The official accounts
says that the young man met his death in the bathroom. He fainted. That he succumbed
to epilepsy. But there are other sensations
that lack in sense and details but sadly which people believe nonetheless. A
close cousin with whom he schooled with said “he was a collector, maybe he picked
something that was not supposed to be picked.”
Euphemisms aside, I know
that the nuanced rhetoric will generate more heat than light. My elder bro
Manasseh Vundi (a former classmate of Kisee), a week after Kisee’s death,
denied all those “nonsense”. He was of considered opinion that Kisee suffered
from fragility of his heroism. It is said that heroes have fundamental flaws.
Samson and his hair, Lwanda Magere and his shadow, Michael Jackson and his
overdose of prescription drugs et cetera. It can thus be said that Kisee had a
fundamental flaw and was weak at compensating for it.
Minutes after Kisee’s
demise, a parent who knew him from childhood eulogised: Bad company. The
university did not have kind words. It
nonetheless sent an administrator who read the VC’s condolence note.

### Exercises to complete
1 > Translate this sentence from the passage about Kisee's death into Spanish: "It is said that heroes have fundamental flaws."
2 > Continue the passage about Kisee's death, starting after its final sentence.

### Supplied information
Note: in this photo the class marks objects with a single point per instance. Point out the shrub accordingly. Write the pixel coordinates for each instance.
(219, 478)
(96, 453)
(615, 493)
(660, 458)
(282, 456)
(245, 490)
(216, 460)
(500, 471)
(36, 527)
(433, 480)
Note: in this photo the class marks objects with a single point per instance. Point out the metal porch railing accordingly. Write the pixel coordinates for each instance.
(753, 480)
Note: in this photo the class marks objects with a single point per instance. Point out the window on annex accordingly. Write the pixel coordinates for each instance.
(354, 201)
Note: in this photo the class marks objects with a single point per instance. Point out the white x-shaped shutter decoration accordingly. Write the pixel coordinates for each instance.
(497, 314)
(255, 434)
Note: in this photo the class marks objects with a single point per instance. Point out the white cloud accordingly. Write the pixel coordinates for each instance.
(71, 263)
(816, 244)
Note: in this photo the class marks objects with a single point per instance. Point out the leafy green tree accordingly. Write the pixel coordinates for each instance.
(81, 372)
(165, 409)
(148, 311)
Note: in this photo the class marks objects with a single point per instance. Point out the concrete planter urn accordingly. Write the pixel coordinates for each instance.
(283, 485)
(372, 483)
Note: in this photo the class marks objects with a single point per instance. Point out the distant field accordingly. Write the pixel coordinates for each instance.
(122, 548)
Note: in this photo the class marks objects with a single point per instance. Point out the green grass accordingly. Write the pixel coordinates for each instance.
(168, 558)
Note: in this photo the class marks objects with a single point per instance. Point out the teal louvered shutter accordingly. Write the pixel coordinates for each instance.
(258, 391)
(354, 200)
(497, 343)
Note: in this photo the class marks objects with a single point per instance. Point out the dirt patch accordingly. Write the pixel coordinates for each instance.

### Exercise answers
1 > Se dice que los héroes tienen defectos fundamentales.

2 >
But outside the crime
scene let it not be lost on us that Kisee had haters. The fifth year architect
student was unjustly arrested at the balcony of his hostel room and allegedly
sued for “stealing pipes”. He stayed at the Industrial Area Jail for 14 days.
He told me it is then when he lost his memory and relapsed to coma. He woke up
at Kenyatta National Hospital. Somehow
he reconnected with is sister-a career nurse- who took him in. She cleaned him,
gave him medicine, cloths and shelter. He was to end his deferment and resume
college September 2015.
This is a gentleman we
ate from the same pot in the strictest sense of the phrase, schemed together
and dreamed together. Sadly, brother, I must say rest in peace. We will miss
you and please smile down as you watch over us with the other angels.